But there were other members of the conspiracy who were even
more despicable. At the top of the list Elizabeth put Mrs. Mikhail
Bestuzhev, née Golovkin, sister of a former vice-chancellor and
sister-in-law of the current chancellor Alexis Bestuzhev, and
widow, by her first marriage, of one of Peter the Great’s closest
associates, Yaguzhinsky.
While waiting for the Russian culprits to be arrested and
tried, she hoped that Austria would punish its ambassador se-
verely. But, while King Frederick II expelled Botta as soon as he
arrived in Berlin, the empress Maria Theresa, having welcomed
the diplomat in Vienna, merely scolded him. Disappointed by the
feeble reactions of two foreign sovereigns whom she had believed
were more solid in their monarchical convictions, Elizabeth took
revenge by locking up the princely couple of Brunswick and their
son, young Ivan VI, in the maritime fortress of Dunamunde, on the
Duna, where she could keep a closer eye on them than in Riga.

* DATASET RECORDS
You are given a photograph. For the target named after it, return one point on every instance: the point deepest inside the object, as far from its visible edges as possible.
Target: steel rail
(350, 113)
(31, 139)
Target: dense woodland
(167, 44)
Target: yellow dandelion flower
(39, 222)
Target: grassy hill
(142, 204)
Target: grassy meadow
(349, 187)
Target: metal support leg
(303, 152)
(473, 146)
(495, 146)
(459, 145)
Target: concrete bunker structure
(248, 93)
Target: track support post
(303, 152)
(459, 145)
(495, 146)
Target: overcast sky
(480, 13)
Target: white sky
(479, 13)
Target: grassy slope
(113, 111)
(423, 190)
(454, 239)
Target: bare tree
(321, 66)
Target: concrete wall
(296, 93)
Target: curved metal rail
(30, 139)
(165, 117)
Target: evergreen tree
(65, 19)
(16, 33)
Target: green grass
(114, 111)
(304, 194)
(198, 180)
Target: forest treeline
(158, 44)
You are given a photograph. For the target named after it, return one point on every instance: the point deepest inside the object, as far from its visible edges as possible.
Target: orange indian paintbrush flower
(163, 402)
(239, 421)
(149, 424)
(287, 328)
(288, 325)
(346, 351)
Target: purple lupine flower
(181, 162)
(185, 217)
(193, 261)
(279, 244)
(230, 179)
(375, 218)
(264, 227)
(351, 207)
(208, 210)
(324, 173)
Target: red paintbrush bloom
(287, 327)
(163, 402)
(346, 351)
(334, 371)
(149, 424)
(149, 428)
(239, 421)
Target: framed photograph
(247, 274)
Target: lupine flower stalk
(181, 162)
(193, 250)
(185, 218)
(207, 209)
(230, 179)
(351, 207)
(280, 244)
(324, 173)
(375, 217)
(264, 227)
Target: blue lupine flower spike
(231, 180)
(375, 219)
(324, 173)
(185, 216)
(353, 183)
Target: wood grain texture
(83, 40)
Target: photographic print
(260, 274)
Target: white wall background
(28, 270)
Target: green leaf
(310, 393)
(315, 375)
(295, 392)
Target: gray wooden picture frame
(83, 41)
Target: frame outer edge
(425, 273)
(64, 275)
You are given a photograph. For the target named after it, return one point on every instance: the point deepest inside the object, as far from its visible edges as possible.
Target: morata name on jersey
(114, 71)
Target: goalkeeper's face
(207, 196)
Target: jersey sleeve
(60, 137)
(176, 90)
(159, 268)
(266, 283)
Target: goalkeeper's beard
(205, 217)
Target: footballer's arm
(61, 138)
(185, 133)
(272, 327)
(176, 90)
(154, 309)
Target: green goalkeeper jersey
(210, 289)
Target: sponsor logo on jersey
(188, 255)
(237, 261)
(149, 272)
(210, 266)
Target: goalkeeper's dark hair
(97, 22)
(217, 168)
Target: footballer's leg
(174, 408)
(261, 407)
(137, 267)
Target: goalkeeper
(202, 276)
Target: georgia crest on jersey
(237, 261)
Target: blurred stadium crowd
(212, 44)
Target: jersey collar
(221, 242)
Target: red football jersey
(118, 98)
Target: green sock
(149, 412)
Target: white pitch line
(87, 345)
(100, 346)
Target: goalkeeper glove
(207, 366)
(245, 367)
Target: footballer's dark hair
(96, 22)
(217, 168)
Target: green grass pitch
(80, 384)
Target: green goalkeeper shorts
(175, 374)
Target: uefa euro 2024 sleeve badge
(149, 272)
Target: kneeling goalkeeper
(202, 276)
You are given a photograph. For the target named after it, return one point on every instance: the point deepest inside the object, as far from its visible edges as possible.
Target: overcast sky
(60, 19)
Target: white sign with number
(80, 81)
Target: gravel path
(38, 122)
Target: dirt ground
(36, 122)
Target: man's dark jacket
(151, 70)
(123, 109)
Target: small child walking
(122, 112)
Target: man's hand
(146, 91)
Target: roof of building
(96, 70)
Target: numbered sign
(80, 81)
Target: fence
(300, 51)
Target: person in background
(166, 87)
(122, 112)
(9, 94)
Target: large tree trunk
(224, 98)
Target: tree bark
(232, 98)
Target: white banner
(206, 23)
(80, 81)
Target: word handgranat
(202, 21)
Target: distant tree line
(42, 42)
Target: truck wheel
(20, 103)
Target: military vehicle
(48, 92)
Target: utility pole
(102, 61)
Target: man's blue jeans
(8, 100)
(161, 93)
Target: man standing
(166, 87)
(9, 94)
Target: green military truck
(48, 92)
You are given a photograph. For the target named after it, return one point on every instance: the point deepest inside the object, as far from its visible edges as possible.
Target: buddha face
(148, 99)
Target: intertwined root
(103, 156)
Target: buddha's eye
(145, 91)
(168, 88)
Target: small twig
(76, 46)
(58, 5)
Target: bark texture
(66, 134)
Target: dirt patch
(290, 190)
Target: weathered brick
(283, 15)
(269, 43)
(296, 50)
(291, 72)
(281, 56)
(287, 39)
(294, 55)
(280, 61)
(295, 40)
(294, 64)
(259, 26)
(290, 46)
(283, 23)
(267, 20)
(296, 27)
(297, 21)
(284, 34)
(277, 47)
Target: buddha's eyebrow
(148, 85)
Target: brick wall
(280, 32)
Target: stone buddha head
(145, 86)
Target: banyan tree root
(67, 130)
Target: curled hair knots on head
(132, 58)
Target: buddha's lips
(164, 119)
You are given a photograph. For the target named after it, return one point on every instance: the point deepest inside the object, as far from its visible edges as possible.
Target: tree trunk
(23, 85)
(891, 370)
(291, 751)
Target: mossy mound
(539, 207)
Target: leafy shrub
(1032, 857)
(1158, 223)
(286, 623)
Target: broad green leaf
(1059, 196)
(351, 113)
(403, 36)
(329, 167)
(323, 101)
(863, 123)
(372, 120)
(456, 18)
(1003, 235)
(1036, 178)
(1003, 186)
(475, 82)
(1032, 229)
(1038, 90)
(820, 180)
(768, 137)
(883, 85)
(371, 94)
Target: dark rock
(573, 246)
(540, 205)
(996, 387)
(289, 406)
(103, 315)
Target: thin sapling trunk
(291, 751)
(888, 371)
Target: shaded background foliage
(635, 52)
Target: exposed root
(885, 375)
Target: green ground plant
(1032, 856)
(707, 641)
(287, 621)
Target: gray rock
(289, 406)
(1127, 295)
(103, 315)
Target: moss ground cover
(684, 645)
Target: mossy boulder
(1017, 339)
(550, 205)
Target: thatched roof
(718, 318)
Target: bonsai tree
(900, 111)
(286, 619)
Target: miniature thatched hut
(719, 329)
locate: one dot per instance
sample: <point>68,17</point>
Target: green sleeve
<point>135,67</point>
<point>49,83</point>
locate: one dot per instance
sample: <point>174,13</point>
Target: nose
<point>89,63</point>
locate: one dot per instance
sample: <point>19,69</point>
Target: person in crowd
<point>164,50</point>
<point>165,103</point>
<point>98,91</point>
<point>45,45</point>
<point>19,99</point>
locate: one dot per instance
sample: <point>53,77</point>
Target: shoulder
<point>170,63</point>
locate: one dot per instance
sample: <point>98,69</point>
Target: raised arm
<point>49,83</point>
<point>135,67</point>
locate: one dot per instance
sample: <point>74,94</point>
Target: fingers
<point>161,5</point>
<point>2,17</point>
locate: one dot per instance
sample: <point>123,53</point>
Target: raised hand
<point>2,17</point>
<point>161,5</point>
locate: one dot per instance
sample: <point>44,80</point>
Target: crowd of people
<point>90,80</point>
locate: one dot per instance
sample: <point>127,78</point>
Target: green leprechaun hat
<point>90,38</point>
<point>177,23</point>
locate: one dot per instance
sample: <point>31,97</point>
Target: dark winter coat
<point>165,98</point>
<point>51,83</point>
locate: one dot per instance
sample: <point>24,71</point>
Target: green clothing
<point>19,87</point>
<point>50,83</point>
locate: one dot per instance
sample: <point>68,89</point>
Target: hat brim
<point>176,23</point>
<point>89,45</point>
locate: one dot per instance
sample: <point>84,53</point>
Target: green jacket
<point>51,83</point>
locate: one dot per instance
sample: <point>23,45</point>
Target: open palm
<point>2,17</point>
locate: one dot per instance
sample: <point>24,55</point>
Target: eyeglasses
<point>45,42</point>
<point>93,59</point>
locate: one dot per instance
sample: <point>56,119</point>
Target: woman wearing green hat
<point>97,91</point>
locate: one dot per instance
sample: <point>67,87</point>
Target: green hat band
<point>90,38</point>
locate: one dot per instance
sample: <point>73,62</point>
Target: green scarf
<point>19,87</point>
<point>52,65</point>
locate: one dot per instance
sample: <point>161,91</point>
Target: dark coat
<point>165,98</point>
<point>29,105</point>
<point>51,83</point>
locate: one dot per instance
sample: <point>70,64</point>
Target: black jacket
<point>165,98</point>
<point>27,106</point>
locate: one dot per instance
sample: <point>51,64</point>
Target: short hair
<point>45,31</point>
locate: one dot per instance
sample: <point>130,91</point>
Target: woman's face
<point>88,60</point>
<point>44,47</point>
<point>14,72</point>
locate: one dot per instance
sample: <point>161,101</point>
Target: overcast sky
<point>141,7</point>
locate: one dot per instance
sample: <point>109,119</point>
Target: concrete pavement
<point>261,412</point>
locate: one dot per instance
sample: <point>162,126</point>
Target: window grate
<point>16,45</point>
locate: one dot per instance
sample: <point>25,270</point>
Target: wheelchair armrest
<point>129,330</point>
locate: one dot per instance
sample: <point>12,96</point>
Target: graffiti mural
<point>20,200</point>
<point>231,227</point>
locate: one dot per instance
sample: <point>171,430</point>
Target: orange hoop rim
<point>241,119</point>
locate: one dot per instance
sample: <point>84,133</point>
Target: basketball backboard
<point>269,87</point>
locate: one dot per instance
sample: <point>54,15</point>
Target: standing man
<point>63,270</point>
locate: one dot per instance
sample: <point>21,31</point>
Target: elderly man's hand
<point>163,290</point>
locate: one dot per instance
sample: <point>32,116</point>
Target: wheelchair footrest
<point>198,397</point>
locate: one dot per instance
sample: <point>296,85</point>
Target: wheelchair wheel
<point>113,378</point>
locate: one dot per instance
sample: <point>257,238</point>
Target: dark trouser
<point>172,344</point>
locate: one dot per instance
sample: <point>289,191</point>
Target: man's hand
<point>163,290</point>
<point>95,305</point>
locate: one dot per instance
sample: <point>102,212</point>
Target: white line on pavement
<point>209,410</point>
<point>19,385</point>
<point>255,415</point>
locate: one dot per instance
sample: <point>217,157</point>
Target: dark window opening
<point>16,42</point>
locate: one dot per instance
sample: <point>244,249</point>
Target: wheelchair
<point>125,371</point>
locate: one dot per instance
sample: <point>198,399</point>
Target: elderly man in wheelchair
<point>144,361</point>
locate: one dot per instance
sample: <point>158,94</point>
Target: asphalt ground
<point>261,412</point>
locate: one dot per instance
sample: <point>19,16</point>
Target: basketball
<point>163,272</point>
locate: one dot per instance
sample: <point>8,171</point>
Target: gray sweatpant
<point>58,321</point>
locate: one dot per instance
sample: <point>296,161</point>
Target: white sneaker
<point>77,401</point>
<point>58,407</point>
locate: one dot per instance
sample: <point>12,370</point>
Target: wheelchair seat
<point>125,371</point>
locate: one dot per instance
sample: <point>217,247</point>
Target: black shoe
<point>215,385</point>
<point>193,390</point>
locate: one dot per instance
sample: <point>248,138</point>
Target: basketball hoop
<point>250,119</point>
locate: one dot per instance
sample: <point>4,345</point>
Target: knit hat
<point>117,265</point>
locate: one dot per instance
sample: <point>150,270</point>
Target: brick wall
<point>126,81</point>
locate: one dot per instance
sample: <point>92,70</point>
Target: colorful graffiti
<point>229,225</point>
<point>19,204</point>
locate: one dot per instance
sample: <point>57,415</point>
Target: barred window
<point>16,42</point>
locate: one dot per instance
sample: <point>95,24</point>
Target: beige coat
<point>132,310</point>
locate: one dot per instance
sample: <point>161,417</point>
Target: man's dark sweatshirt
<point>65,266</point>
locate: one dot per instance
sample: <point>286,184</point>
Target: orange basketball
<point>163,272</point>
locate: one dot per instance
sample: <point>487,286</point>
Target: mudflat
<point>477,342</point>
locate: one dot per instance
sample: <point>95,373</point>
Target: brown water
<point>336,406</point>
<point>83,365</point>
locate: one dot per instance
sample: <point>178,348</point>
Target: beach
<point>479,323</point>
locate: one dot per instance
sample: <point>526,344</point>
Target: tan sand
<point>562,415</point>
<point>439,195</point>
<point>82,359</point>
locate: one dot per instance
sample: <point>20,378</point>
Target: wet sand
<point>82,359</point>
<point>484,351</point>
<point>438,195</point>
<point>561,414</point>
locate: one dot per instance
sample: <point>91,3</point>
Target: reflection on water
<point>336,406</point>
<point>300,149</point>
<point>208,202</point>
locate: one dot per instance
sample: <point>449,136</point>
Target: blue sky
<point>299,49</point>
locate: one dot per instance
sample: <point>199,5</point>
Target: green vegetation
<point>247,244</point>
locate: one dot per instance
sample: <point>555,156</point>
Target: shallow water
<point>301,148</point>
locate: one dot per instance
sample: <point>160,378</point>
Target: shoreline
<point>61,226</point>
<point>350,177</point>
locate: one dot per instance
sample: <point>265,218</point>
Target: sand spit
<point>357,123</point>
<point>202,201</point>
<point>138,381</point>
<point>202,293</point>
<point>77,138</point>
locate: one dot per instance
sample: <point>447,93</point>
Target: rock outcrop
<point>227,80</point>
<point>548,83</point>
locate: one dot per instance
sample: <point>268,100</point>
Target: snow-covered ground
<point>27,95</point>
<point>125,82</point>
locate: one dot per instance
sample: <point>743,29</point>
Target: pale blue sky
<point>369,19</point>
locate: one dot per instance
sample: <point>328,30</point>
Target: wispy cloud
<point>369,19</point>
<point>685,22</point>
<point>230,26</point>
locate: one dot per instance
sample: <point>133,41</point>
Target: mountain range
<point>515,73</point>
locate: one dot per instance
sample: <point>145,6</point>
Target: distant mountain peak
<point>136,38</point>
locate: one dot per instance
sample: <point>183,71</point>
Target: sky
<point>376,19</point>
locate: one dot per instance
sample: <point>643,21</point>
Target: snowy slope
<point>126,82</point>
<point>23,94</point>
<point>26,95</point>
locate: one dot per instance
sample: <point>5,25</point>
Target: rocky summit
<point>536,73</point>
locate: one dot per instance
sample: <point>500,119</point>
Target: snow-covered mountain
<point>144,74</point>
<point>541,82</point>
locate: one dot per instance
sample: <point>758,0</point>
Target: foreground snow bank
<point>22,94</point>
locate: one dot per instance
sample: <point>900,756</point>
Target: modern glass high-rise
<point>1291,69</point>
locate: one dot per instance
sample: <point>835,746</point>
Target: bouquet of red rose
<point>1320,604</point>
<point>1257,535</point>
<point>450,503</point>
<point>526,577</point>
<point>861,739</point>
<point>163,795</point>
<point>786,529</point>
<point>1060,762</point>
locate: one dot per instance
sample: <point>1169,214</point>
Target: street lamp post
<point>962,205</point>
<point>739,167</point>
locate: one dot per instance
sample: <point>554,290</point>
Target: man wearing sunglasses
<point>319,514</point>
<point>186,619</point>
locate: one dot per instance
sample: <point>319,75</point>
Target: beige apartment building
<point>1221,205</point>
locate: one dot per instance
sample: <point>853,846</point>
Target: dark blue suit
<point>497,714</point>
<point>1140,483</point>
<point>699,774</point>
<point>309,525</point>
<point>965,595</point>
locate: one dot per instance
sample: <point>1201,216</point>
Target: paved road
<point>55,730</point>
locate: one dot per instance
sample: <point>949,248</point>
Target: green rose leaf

* JOBS
A) List every place name that appears in the excerpt about Elizabeth and the conspiracy.
B) In the excerpt about Elizabeth and the conspiracy, what did King Frederick II do with Botta?
C) Decide whether each statement agrees with the excerpt about Elizabeth and the conspiracy, and quote the words that decide it: (i) Maria Theresa expelled Botta from Vienna. (ii) Mrs. Mikhail Bestuzhev was the sister-in-law of the chancellor Alexis Bestuzhev. (iii) Elizabeth had the princely couple of Brunswick locked up in Riga.

* TASK RESPONSES
A) Austria, Berlin, Vienna, Dunamunde, the Duna, Riga

B) He expelled Botta as soon as he arrived in Berlin.

C)
(i) No: "having welcomed the diplomat in Vienna, merely scolded him"
(ii) Yes: "sister-in-law of the current chancellor Alexis Bestuzhev"
(iii) No: "in the maritime fortress of Dunamunde, on the Duna, where she could keep a closer eye on them than in Riga"